**What you should do**: Starting with the first line of the data that follows, transcribe every line verbatim until the line containing "positive clicks: (1, 220)" has been transcribed.

**Dataset entries**:
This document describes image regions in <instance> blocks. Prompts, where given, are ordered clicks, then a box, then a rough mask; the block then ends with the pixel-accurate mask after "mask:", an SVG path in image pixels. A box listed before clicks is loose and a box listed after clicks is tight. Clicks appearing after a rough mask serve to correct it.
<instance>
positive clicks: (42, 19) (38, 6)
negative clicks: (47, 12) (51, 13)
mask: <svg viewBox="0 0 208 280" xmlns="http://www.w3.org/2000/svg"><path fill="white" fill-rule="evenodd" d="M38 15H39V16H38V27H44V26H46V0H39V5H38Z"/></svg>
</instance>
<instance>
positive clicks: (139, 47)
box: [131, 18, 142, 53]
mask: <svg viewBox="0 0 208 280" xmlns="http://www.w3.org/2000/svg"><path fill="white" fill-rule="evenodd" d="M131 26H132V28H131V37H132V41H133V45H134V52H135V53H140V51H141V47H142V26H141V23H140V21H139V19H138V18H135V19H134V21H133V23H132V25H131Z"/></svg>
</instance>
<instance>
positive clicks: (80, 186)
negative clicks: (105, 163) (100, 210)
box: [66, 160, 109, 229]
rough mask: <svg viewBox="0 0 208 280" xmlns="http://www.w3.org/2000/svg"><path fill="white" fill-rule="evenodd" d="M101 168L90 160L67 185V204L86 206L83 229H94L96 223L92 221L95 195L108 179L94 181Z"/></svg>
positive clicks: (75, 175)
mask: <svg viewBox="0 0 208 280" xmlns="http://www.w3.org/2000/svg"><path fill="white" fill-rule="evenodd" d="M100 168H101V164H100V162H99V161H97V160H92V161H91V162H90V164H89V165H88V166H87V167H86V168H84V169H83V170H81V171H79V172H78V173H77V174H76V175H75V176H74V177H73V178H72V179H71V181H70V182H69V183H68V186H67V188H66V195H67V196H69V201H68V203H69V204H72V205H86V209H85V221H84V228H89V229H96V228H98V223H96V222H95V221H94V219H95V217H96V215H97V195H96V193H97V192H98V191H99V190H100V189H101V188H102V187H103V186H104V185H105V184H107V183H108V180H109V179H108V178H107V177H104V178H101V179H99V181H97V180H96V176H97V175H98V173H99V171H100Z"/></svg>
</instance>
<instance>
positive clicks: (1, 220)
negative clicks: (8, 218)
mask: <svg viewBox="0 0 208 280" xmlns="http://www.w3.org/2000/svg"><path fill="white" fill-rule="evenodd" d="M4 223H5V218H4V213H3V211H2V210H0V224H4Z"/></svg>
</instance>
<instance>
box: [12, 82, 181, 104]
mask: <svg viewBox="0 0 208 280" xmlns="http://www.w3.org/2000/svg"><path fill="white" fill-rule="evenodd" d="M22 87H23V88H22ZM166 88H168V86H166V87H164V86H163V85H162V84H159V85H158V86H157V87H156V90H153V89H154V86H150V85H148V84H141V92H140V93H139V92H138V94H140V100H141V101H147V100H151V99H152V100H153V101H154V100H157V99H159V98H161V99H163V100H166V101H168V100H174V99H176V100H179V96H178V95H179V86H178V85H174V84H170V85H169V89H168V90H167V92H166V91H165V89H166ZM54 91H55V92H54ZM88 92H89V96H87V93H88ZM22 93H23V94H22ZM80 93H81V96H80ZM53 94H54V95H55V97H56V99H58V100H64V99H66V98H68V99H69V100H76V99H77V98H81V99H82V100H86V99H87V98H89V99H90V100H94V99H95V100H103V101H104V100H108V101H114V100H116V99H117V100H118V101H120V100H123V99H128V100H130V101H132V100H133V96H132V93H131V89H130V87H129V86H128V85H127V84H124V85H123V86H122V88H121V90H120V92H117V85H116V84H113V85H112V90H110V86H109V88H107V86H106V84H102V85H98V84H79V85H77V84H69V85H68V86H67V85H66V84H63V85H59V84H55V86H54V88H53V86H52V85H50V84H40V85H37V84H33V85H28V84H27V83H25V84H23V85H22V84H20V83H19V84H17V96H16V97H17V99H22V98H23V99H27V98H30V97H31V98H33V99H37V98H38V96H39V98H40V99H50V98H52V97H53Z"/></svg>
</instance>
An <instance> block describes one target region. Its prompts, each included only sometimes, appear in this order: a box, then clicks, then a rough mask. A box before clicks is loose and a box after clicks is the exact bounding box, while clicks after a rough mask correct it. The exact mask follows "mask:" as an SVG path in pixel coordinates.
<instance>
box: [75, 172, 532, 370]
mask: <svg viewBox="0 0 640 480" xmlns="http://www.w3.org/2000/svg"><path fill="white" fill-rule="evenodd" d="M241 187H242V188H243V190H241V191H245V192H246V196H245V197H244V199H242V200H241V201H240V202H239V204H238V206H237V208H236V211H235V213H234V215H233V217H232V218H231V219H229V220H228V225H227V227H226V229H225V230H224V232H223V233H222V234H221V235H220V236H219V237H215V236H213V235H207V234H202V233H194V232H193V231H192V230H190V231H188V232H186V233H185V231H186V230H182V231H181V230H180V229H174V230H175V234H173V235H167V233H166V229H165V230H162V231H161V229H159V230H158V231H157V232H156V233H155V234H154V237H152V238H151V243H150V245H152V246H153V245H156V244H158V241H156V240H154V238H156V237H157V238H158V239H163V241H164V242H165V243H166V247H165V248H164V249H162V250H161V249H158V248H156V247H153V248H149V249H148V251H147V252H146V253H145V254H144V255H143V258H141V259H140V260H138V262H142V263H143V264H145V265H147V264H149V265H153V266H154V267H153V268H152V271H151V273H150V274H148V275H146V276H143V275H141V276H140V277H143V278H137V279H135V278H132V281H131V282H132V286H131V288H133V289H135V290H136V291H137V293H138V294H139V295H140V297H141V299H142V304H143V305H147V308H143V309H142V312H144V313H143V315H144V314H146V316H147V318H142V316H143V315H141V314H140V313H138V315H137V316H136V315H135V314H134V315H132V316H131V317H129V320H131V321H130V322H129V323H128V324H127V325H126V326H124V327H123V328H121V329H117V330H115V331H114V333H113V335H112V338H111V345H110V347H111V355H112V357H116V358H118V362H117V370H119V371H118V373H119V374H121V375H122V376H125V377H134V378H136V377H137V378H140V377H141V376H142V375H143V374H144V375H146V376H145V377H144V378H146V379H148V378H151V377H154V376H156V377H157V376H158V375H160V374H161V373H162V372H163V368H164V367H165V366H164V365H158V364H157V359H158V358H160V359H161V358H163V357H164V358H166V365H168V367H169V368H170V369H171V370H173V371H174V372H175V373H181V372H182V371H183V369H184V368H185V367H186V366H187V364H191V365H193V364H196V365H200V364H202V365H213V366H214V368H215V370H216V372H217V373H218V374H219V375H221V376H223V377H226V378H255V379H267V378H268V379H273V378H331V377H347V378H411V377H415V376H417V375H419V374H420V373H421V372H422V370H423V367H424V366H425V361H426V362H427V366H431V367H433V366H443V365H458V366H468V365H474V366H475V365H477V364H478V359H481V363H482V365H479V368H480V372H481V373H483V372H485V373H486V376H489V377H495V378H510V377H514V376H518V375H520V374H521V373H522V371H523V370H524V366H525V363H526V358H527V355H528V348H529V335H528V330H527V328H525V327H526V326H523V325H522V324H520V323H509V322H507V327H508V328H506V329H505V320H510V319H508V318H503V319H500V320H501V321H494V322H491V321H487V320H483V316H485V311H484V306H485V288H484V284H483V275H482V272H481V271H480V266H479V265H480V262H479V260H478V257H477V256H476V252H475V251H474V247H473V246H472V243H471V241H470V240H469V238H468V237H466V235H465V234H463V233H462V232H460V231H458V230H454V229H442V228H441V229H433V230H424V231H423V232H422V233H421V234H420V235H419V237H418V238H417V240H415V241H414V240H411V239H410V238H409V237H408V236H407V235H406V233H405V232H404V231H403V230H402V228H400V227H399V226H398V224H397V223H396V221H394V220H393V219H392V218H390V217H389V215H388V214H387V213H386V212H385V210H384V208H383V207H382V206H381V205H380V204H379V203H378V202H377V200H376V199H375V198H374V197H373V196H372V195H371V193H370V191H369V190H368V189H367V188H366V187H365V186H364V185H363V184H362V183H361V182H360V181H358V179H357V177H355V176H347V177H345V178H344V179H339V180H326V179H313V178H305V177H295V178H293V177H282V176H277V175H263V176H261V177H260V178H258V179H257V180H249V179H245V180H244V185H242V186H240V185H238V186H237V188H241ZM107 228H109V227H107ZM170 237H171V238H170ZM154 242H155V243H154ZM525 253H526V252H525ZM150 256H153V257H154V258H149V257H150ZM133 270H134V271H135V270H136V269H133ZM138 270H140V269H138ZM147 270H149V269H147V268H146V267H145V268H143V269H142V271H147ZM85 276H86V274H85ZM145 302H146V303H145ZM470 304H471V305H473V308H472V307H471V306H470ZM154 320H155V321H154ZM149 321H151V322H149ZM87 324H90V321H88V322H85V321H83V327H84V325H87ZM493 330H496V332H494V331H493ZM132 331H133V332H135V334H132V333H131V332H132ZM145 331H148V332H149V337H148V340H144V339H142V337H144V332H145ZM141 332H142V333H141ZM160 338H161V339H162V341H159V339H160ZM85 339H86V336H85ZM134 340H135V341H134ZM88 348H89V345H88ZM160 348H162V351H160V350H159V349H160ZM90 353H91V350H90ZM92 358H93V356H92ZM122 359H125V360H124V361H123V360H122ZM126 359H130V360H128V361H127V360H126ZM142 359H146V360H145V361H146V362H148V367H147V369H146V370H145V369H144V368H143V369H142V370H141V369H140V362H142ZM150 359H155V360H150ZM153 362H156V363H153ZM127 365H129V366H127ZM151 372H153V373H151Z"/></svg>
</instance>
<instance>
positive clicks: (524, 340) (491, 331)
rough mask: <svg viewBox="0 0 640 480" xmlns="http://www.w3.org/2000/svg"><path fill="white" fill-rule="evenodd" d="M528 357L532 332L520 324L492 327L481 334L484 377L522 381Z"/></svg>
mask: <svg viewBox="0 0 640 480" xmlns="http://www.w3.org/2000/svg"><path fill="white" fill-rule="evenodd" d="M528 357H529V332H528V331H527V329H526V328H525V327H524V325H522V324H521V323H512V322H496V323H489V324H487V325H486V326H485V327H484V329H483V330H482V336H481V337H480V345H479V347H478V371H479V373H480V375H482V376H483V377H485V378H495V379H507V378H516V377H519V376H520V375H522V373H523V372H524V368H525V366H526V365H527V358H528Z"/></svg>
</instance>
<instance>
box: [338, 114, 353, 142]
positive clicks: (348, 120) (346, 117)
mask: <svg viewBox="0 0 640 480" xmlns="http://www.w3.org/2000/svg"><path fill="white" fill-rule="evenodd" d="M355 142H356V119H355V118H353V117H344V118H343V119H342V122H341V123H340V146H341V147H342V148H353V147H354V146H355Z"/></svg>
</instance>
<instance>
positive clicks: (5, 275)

**Reply**:
This document describes image regions in <instance> blocks. Prompts, where given, are ordered clicks, then a box, then a rough mask; the block then ends with the pixel-accurate mask after "mask:", an SVG path in image pixels. A box listed before clicks is loose and a box listed after clicks is tight. Clicks appearing after a rough mask serve to correct it.
<instance>
positive clicks: (42, 19) (38, 6)
negative clicks: (47, 12) (51, 13)
mask: <svg viewBox="0 0 208 280" xmlns="http://www.w3.org/2000/svg"><path fill="white" fill-rule="evenodd" d="M38 15H39V16H38V27H44V26H46V0H39V5H38Z"/></svg>
</instance>
<instance>
positive clicks: (139, 47)
box: [131, 18, 142, 53]
mask: <svg viewBox="0 0 208 280" xmlns="http://www.w3.org/2000/svg"><path fill="white" fill-rule="evenodd" d="M131 26H132V28H131V37H132V41H133V45H134V52H135V53H140V51H141V47H142V26H141V23H140V21H139V19H138V18H135V19H134V21H133V23H132V25H131Z"/></svg>
</instance>
<instance>
positive clicks: (80, 186)
negative clicks: (105, 163) (100, 210)
box: [66, 160, 109, 229]
rough mask: <svg viewBox="0 0 208 280" xmlns="http://www.w3.org/2000/svg"><path fill="white" fill-rule="evenodd" d="M101 168L90 160L67 185V204L86 206L83 229H94L96 223L92 221L95 195L108 179L94 181Z"/></svg>
positive clicks: (75, 175)
mask: <svg viewBox="0 0 208 280" xmlns="http://www.w3.org/2000/svg"><path fill="white" fill-rule="evenodd" d="M100 168H101V164H100V162H99V161H97V160H92V161H91V162H90V164H89V165H88V166H87V167H86V168H84V169H83V170H81V171H79V172H78V173H77V174H76V175H75V176H74V177H73V178H72V179H71V181H70V182H69V183H68V186H67V188H66V195H67V196H69V201H68V203H69V204H72V205H86V209H85V221H84V228H89V229H96V228H98V223H96V222H95V221H94V219H95V217H96V215H97V195H96V193H97V192H98V191H99V190H100V189H101V188H102V187H103V186H104V185H105V184H107V183H108V180H109V179H108V178H107V177H104V178H101V179H99V181H97V180H96V176H97V175H98V173H99V171H100Z"/></svg>
</instance>
<instance>
positive clicks: (1, 220)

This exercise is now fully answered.